>> begin MATERIAL PROVIDED
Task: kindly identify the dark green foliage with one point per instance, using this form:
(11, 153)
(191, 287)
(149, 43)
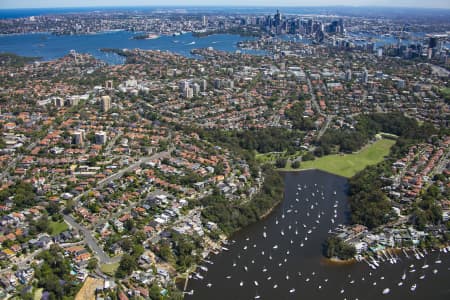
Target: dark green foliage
(428, 211)
(23, 195)
(295, 164)
(281, 162)
(127, 265)
(231, 216)
(54, 274)
(296, 115)
(335, 247)
(368, 204)
(368, 125)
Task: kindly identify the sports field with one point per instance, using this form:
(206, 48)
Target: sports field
(348, 165)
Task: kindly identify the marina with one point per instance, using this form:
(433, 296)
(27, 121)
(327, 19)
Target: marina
(270, 259)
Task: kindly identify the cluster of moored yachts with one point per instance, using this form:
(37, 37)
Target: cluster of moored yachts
(295, 234)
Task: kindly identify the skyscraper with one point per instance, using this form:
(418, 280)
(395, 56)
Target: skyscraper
(106, 103)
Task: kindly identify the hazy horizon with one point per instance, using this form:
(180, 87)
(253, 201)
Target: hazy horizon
(30, 4)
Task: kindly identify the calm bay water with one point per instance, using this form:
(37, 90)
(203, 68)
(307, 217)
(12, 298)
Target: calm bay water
(50, 46)
(253, 267)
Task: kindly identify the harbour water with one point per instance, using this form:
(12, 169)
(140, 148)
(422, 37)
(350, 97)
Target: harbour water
(50, 46)
(280, 257)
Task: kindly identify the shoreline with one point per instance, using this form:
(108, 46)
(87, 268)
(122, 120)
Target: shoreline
(284, 170)
(337, 261)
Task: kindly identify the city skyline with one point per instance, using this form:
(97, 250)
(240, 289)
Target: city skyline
(10, 4)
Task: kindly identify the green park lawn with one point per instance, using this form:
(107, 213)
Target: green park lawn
(347, 165)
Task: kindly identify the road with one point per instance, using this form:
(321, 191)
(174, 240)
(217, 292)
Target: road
(103, 257)
(88, 238)
(325, 127)
(313, 98)
(120, 173)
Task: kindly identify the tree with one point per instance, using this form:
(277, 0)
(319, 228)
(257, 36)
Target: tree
(92, 264)
(52, 208)
(126, 266)
(295, 164)
(281, 162)
(69, 207)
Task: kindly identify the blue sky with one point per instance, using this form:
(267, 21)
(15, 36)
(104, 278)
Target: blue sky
(278, 3)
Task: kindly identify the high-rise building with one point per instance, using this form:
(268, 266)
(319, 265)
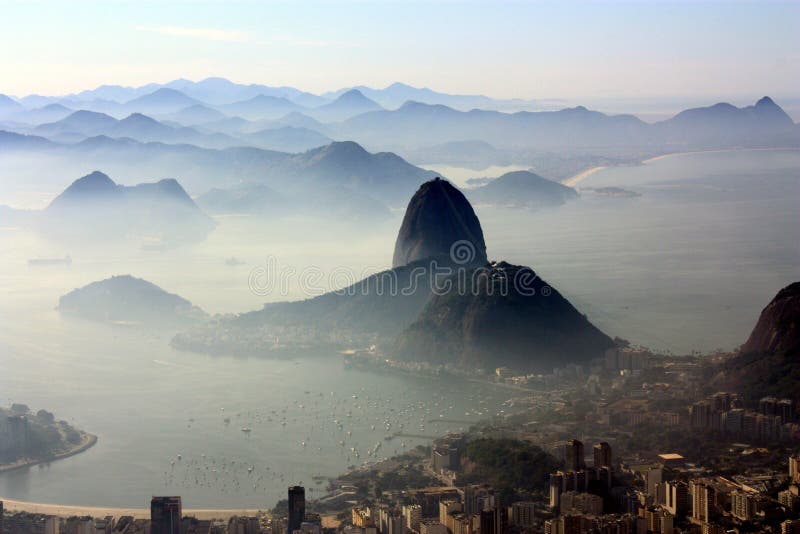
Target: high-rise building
(573, 455)
(768, 406)
(743, 505)
(412, 514)
(556, 487)
(790, 526)
(602, 455)
(653, 477)
(794, 469)
(785, 410)
(297, 508)
(447, 508)
(702, 501)
(488, 519)
(522, 514)
(677, 498)
(789, 499)
(165, 515)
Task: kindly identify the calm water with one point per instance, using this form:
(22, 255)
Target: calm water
(688, 265)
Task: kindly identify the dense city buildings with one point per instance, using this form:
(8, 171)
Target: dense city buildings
(165, 515)
(297, 508)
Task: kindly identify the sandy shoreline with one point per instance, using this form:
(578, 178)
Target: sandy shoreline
(88, 441)
(574, 180)
(102, 511)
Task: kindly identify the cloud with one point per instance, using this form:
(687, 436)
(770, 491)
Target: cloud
(209, 34)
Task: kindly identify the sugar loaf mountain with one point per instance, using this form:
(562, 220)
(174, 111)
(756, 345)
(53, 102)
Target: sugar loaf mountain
(767, 363)
(507, 315)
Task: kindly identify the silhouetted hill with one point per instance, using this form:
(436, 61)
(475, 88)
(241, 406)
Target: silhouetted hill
>> end MATERIAL PROVIDED
PROBLEM REQUIREMENTS: Please print every row above again word for word, and leave out the pictures.

RESULT OF THE EXERCISE:
Task: kindly identify the dark green foliage with one point per instance, using this form:
(11, 153)
(191, 287)
(149, 43)
Target: dark green foliage
(428, 211)
(23, 195)
(295, 164)
(281, 162)
(127, 265)
(231, 216)
(54, 274)
(296, 115)
(335, 247)
(368, 204)
(368, 125)
Task: kindly identify the sports field with one point per instance, using this form:
(206, 48)
Target: sports field
(348, 165)
Task: kindly identify the marina with one point per instance, using this form:
(433, 296)
(27, 121)
(327, 19)
Target: marina
(270, 259)
Task: kindly identify the cluster of moored yachts with one point per instance, using this form:
(37, 37)
Target: cluster of moored yachts
(295, 234)
Task: kindly identify the skyscraper with one point per instance, using this form:
(418, 280)
(395, 56)
Target: skyscraper
(106, 103)
Task: kindly identify the hazy horizon with one point per instance, using this form:
(180, 87)
(253, 201)
Target: hazy horizon
(30, 4)
Task: kindly identify the calm bay water with one point per instance, using this form:
(37, 90)
(203, 68)
(307, 217)
(12, 298)
Target: calm bay water
(50, 46)
(253, 267)
Task: kindly identify the harbour water with one point per instance, using this form:
(12, 169)
(140, 148)
(422, 37)
(350, 97)
Target: harbour water
(50, 46)
(280, 257)
Task: kindly identify the shoreline with one point per instance, using this form:
(108, 46)
(87, 268)
(122, 120)
Target: shoreline
(284, 170)
(337, 261)
Task: kindly identify the city skyline with one point per instance, using this form:
(97, 250)
(240, 289)
Target: city skyline
(10, 4)
Task: kindly identify the green park lawn with one point per instance, using this form:
(107, 213)
Target: green park lawn
(347, 165)
Task: kindly identify the road with one point per instance, using this form:
(321, 191)
(174, 240)
(217, 292)
Target: road
(103, 257)
(88, 238)
(325, 127)
(313, 98)
(120, 173)
Task: kindly identify the tree with one point per instance, using this form:
(277, 0)
(319, 228)
(257, 36)
Target: tree
(92, 264)
(52, 208)
(126, 266)
(295, 164)
(281, 162)
(69, 207)
Task: kindly identify the blue sky with one point per instance, using this form:
(267, 21)
(15, 36)
(104, 278)
Target: blue sky
(278, 3)
Task: kindly identify the high-rise building with one point per instance, using this form:
(268, 266)
(319, 265)
Target: high-rise building
(573, 455)
(768, 406)
(743, 505)
(412, 514)
(556, 487)
(790, 526)
(602, 455)
(653, 477)
(794, 469)
(785, 410)
(297, 508)
(447, 508)
(702, 501)
(488, 519)
(522, 514)
(677, 498)
(789, 499)
(165, 515)
Task: kindly identify the calm water with one point per instance, using this form:
(22, 255)
Target: calm water
(688, 265)
Task: kindly identify the dense city buildings with one point per instance, using this form:
(8, 171)
Target: dense city buildings
(165, 515)
(297, 508)
Task: kindly identify the sandy shoreline with one point per instance, using this form:
(578, 178)
Target: sandy shoreline
(88, 441)
(574, 180)
(102, 511)
Task: kindly identify the cloud with one point per instance, using this form:
(687, 436)
(770, 491)
Target: cloud
(209, 34)
Task: kindly identify the sugar loaf mountain with one point per instance, using this form:
(562, 220)
(174, 111)
(756, 345)
(53, 102)
Target: sugar loaf mountain
(767, 363)
(507, 315)
Task: kindly identify the silhouetted hill with one point per instance, using this form:
(436, 61)
(475, 88)
(241, 406)
Target: silhouetted hill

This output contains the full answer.